◆ **Passage**
--- --- ---
US12618486B2US 12618486 B2US12618486 B2US 12618486B2US-12618486-B2

Abstract

A check valve may include: a check seat defining a flow path and including downstream and upstream sides; a poppet assembly including a poppet body and a poppet seat, the poppet seat configured to form a fluid-tight seal with the downstream side; at least one first extension extending upstream from the poppet body and including a roller; and at least one cam arm disposed at least partially upstream of the poppet body and the check seat and configured to engage with the at least one roller; and at least one cam arm disposed at least partially upstream of the poppet body and the check seat and configured to engage with the at least one roller. Engagement between the at least one cam arm and the at least one roller is configured to urge the poppet in the upstream direction.

Inventors

  • Luis Fernando Prieto

Assignees

  • ACORN ENGINEERING COMPANY, INC.

Dates

Publication Date
20260505
Application Date
20230918

Claims (20)

  1. 1 . A check valve comprising: a check seat defining a flow path and extending about a longitudinal axis, the check seat comprising a downstream side and an upstream side; a poppet assembly comprising a poppet body and a poppet seat, the poppet seat configured to form a fluid-tight seal with the downstream side, the poppet body being configured to obstruct the flow path; at least one first extension extending from the poppet body in an upstream direction, the at least one first extension comprising a roller; and at least one cam arm disposed at least partially upstream of the poppet body and the check seat, the at least one cam arm configured to engage with the at least one roller, wherein, when a fluid pressure created by a fluid in the flow path reaches a cracking pressure, the poppet assembly is configured to move in a downstream direction, thereby breaking the fluid-tight seal, wherein engagement between the at least one cam arm and the at least one roller is configured to urge the poppet in the upstream direction, wherein, when the fluid-tight seal is formed between the poppet seat and the valve check seat, the poppet is in the closed position, and wherein, when the fluid-tight seal is broken and the poppet is moved downstream, the poppet is in the open position.
--- --- ---
◆ **What is being asked**
Reproduce the check valve patent text in full, word for word. The data entries that come next are separate material, apart from the check valve patent text.

[Extracted data entries]
--- --- ---
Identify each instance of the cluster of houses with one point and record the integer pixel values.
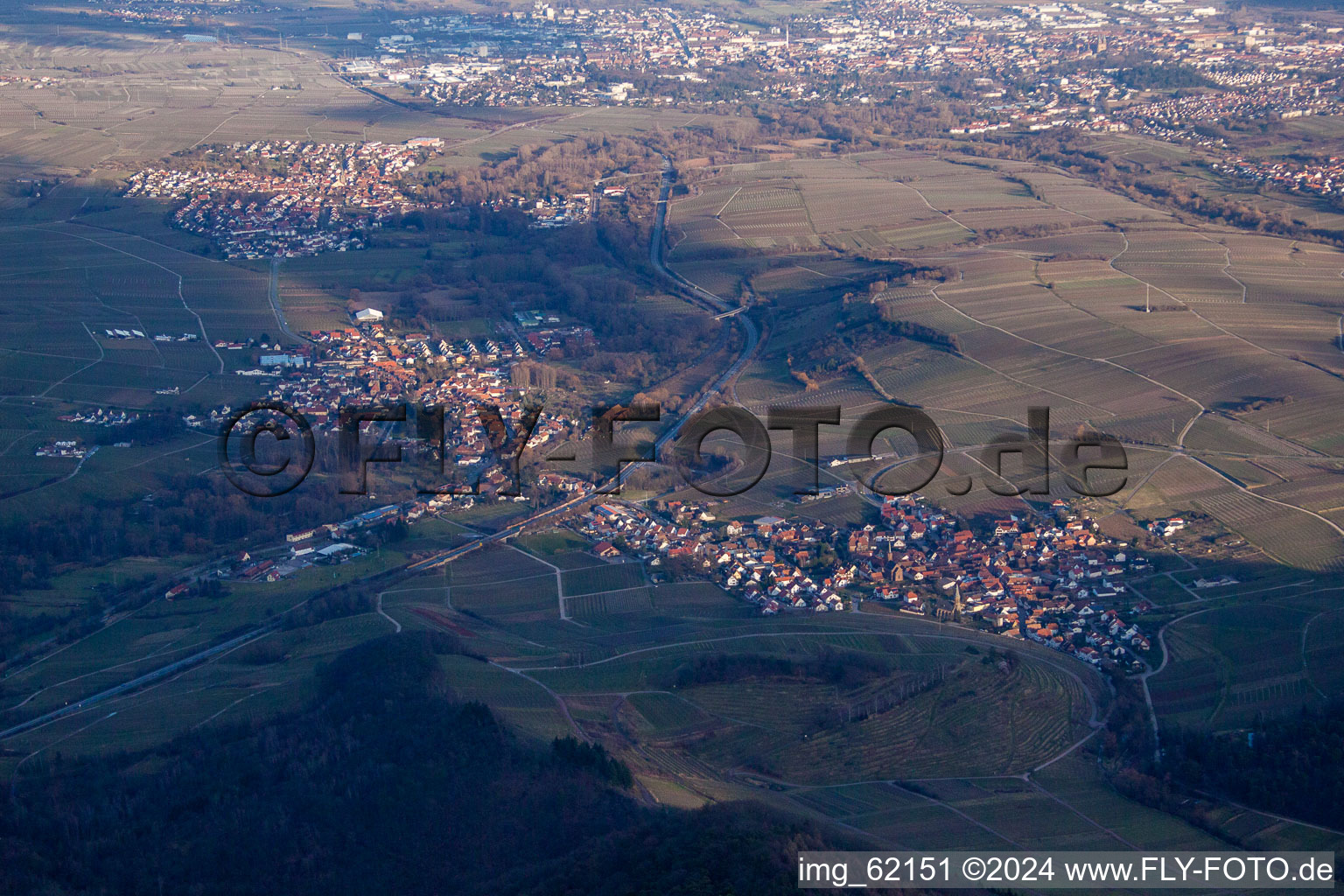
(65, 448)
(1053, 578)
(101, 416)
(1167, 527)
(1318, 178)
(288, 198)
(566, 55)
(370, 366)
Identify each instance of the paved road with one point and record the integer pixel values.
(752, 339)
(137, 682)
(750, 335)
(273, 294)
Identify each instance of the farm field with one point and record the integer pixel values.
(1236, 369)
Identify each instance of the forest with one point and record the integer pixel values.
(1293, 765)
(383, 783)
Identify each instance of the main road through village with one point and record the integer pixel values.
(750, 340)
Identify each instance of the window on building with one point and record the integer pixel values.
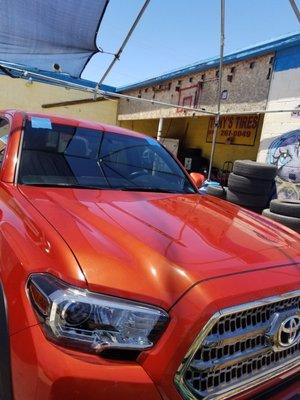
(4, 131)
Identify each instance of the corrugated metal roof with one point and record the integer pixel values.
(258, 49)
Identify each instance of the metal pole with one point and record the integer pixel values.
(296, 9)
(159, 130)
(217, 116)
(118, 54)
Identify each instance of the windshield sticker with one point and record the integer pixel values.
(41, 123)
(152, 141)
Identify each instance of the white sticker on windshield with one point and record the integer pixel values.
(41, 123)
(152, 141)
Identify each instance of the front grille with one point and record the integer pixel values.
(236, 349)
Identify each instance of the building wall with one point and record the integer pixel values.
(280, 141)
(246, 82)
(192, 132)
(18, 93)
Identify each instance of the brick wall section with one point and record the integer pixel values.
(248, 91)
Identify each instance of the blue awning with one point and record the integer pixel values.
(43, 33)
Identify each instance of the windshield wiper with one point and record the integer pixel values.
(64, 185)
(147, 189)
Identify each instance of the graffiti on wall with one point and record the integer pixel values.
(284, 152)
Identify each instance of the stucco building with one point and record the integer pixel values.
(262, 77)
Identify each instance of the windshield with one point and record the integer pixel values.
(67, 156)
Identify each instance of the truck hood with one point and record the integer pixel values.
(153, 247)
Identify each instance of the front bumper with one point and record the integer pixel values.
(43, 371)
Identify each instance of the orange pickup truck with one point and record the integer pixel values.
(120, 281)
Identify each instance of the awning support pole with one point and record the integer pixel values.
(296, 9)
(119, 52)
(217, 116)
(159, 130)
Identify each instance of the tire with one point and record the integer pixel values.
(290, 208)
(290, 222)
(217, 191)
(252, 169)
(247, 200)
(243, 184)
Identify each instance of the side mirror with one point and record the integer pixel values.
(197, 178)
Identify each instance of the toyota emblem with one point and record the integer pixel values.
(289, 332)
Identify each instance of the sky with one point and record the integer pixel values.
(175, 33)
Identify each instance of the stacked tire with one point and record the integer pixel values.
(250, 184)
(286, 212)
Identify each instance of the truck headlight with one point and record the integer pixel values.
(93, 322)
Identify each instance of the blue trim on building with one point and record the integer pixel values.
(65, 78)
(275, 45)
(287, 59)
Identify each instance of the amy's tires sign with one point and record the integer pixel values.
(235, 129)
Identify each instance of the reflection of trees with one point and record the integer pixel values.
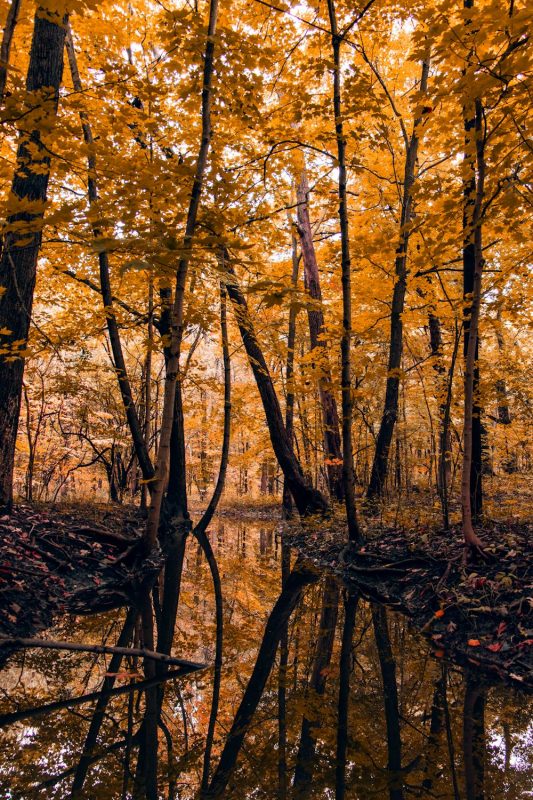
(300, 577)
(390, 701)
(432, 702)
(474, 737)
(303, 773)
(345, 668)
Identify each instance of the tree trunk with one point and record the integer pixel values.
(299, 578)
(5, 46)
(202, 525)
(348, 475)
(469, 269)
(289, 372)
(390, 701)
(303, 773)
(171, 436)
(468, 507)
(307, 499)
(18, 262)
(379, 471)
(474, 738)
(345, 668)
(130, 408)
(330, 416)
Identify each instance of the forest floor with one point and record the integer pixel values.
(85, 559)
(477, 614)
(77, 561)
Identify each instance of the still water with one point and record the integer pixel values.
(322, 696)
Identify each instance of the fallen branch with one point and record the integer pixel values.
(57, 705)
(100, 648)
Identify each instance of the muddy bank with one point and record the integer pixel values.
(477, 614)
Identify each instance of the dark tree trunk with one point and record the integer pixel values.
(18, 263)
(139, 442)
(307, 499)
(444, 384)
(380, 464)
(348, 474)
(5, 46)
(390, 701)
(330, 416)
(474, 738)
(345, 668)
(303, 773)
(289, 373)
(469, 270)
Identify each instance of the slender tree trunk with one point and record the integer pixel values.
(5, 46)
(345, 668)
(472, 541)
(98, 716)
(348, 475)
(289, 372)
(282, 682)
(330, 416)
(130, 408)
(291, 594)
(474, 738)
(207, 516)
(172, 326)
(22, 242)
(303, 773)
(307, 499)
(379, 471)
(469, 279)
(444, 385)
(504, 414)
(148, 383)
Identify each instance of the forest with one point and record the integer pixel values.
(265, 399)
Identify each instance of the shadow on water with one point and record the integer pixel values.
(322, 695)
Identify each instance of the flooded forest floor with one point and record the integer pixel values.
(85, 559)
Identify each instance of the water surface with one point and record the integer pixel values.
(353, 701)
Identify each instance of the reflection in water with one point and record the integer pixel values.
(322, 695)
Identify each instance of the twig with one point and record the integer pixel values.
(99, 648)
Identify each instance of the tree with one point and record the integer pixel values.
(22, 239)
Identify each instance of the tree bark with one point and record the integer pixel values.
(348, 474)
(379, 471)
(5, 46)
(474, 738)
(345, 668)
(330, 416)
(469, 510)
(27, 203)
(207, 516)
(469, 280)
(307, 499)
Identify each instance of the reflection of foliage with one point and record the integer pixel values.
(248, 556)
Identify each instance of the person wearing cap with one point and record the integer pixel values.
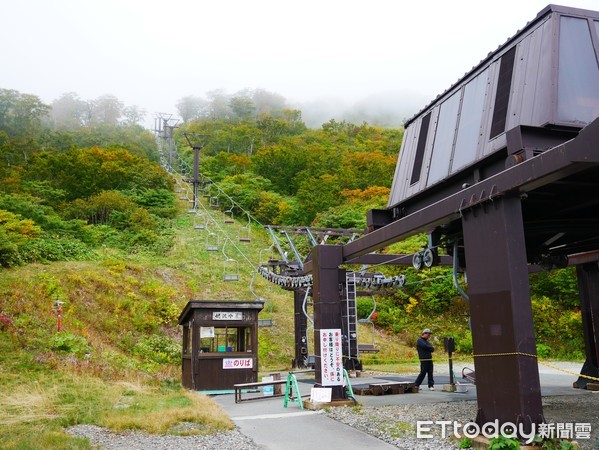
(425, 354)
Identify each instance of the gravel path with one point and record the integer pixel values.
--- --- ---
◆ **Written answer**
US12618486B2US 12618486 B2US12618486 B2US 12618486B2US-12618486-B2

Abstract

A check valve may include: a check seat defining a flow path and including downstream and upstream sides; a poppet assembly including a poppet body and a poppet seat, the poppet seat configured to form a fluid-tight seal with the downstream side; at least one first extension extending upstream from the poppet body and including a roller; and at least one cam arm disposed at least partially upstream of the poppet body and the check seat and configured to engage with the at least one roller; and at least one cam arm disposed at least partially upstream of the poppet body and the check seat and configured to engage with the at least one roller. Engagement between the at least one cam arm and the at least one roller is configured to urge the poppet in the upstream direction.

Inventors

  • Luis Fernando Prieto

Assignees

  • ACORN ENGINEERING COMPANY, INC.

Dates

Publication Date
20260505
Application Date
20230918

Claims (20)

  1. 1 . A check valve comprising: a check seat defining a flow path and extending about a longitudinal axis, the check seat comprising a downstream side and an upstream side; a poppet assembly comprising a poppet body and a poppet seat, the poppet seat configured to form a fluid-tight seal with the downstream side, the poppet body being configured to obstruct the flow path; at least one first extension extending from the poppet body in an upstream direction, the at least one first extension comprising a roller; and at least one cam arm disposed at least partially upstream of the poppet body and the check seat, the at least one cam arm configured to engage with the at least one roller, wherein, when a fluid pressure created by a fluid in the flow path reaches a cracking pressure, the poppet assembly is configured to move in a downstream direction, thereby breaking the fluid-tight seal, wherein engagement between the at least one cam arm and the at least one roller is configured to urge the poppet in the upstream direction, wherein, when the fluid-tight seal is formed between the poppet seat and the valve check seat, the poppet is in the closed position, and wherein, when the fluid-tight seal is broken and the poppet is moved downstream, the poppet is in the open position.